## WORK TO COMPLETE
Rewrite the lines from the start of the records through the line containing "14, 244, 154]]", inclusive, as a numbered list, leaving out any blank lines.

## ENTRIES SUPPLIED
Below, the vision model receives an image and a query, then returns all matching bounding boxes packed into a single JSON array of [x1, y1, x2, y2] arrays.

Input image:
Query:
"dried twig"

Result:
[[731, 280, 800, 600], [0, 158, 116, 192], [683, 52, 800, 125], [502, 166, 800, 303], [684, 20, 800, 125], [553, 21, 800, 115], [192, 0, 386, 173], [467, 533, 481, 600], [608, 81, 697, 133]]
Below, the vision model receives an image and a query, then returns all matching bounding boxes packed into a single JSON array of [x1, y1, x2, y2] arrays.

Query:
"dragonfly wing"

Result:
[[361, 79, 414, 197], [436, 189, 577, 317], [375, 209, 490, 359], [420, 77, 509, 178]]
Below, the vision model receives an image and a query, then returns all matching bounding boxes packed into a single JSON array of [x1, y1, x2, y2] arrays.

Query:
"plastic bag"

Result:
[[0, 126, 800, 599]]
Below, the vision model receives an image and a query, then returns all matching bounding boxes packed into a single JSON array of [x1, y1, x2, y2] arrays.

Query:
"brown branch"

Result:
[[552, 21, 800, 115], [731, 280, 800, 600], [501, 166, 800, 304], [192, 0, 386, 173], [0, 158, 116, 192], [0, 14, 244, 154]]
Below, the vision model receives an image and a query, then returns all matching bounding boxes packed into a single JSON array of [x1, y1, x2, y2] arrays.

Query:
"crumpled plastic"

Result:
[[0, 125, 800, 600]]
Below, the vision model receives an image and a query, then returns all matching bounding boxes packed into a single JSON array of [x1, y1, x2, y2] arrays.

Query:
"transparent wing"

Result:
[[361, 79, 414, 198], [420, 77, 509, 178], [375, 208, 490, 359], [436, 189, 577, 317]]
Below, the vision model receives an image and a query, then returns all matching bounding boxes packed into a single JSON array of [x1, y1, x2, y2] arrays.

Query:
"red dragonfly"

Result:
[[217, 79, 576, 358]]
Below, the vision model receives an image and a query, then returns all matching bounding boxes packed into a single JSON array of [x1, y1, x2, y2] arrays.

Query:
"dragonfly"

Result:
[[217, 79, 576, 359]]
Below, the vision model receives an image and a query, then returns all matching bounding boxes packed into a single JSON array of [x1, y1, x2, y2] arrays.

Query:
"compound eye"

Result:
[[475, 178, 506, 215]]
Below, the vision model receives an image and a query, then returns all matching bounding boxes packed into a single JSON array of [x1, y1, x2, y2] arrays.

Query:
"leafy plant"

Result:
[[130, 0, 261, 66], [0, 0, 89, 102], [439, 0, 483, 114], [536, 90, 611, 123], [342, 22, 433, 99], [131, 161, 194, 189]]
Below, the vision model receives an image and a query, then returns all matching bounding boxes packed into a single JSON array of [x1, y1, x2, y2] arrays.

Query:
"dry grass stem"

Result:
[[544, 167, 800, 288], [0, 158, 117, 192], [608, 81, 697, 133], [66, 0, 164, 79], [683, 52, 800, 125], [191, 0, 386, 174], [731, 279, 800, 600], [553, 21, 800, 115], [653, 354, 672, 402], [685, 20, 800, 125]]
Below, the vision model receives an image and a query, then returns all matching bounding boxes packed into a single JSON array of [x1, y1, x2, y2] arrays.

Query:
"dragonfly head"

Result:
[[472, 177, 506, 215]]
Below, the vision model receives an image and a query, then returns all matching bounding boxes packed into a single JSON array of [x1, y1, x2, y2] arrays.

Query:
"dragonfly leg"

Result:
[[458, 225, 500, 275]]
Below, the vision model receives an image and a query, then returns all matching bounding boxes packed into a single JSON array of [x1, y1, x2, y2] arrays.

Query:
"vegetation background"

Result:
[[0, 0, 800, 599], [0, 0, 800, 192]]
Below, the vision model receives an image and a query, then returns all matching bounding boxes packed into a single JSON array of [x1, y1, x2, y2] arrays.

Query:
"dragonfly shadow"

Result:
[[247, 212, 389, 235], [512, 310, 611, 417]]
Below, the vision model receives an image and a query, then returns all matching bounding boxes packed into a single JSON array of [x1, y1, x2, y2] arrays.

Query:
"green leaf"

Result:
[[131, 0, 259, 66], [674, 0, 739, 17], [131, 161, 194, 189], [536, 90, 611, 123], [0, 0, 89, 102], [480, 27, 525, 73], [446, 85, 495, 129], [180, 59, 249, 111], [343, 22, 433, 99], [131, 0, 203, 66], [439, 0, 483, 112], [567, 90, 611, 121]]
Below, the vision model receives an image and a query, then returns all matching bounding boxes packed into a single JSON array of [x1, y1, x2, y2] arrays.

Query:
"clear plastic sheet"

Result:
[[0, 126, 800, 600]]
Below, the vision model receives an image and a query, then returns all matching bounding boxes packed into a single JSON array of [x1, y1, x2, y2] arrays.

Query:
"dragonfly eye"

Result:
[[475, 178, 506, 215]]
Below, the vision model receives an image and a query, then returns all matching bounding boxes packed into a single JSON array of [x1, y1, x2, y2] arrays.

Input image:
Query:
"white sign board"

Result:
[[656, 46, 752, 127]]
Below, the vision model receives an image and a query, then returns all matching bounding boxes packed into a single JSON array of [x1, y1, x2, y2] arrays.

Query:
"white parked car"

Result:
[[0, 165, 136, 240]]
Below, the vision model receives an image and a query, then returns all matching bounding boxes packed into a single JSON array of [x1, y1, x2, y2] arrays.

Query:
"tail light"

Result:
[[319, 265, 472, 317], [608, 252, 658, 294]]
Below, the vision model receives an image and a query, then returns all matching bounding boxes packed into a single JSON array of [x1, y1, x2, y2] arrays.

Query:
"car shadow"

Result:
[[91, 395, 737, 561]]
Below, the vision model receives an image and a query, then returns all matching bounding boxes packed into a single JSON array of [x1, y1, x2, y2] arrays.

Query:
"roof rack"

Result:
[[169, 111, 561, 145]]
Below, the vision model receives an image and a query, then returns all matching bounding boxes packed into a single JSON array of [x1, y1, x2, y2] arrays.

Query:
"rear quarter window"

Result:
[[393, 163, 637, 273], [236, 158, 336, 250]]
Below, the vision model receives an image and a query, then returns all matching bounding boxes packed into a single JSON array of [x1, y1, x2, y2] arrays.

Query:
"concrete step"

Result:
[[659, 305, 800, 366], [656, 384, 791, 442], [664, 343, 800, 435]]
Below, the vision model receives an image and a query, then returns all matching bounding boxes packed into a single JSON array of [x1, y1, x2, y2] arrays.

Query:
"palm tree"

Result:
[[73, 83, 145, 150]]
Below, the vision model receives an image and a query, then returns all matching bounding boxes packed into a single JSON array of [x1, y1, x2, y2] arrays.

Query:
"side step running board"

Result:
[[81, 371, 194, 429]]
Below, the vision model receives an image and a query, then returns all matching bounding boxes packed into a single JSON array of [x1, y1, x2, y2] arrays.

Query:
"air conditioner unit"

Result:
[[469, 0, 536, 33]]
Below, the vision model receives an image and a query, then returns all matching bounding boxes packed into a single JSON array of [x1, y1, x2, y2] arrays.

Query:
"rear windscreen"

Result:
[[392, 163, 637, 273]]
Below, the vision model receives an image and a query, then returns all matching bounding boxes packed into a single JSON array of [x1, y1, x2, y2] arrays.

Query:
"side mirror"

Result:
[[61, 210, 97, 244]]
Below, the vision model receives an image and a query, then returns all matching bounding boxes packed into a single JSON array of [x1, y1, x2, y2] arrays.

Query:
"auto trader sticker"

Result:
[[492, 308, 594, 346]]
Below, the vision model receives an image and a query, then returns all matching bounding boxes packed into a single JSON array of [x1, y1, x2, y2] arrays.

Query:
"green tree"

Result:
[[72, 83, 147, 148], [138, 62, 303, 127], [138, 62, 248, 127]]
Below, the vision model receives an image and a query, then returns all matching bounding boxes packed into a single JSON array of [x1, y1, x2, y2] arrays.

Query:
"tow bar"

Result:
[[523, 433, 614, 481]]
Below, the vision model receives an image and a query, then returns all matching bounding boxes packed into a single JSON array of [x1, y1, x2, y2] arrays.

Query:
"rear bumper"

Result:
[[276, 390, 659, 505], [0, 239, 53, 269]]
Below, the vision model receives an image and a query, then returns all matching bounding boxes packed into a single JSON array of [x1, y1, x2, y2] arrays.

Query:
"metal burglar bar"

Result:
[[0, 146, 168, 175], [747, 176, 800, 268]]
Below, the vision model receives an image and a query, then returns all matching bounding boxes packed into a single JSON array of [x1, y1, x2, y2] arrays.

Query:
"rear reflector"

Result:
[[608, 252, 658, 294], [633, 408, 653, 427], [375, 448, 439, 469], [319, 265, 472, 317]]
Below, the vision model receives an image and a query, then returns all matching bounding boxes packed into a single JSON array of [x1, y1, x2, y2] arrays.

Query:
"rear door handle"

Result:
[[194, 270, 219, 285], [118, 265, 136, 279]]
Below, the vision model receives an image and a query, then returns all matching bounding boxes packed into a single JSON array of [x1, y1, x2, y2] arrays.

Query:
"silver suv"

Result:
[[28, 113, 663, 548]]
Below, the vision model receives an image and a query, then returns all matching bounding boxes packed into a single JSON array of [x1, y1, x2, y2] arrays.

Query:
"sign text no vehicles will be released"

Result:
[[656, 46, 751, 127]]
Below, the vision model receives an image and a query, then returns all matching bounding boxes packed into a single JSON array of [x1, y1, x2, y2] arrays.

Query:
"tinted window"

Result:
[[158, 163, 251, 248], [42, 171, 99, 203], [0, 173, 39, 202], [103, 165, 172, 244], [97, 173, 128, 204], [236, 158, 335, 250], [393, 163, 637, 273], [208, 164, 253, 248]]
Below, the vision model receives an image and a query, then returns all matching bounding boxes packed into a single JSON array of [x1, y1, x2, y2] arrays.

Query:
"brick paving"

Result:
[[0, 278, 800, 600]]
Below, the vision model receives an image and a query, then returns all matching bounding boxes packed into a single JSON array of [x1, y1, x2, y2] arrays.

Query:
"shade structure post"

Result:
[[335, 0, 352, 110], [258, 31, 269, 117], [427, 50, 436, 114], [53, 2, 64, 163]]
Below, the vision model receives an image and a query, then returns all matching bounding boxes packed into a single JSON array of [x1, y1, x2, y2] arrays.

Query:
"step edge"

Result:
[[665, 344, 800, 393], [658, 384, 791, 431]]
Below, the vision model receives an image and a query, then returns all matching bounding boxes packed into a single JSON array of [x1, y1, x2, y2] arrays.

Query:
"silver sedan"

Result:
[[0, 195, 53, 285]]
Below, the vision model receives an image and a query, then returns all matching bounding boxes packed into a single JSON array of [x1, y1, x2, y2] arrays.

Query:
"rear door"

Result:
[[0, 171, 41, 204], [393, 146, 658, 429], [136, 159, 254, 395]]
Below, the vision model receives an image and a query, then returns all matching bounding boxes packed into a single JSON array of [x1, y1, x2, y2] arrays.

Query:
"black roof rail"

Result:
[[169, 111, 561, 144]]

## THE ANSWER
1. Below, the vision model receives an image and a query, then returns all matching bounding boxes packed into a single JSON array of [x1, y1, x2, y2] arrays.
2. Input image:
3. Query:
4. "dried twig"
5. Result:
6. [[731, 280, 800, 600], [0, 158, 116, 192], [683, 52, 800, 125], [502, 166, 800, 303], [684, 20, 800, 125], [553, 21, 800, 115], [192, 0, 386, 173], [467, 533, 481, 600], [608, 81, 697, 133]]
7. Below, the vision model receives an image and a query, then returns all matching bounding boxes packed into a single JSON array of [x1, y1, x2, y2] arrays.
8. Query:
9. "dragonfly wing"
10. Result:
11. [[361, 79, 414, 197], [436, 189, 577, 317], [375, 209, 490, 359], [420, 77, 509, 178]]
12. Below, the vision model receives an image and a query, then returns all matching bounding boxes packed into a single JSON array of [x1, y1, x2, y2] arrays.
13. Query:
14. "plastic bag"
15. Result:
16. [[0, 126, 800, 599]]
17. Below, the vision model receives an image and a query, then returns all matching bounding boxes packed into a single JSON array of [x1, y1, x2, y2] arrays.
18. Query:
19. "brown branch"
20. Result:
21. [[552, 21, 800, 115], [731, 280, 800, 600], [501, 166, 800, 304], [192, 0, 386, 173], [0, 158, 116, 192], [0, 14, 244, 154]]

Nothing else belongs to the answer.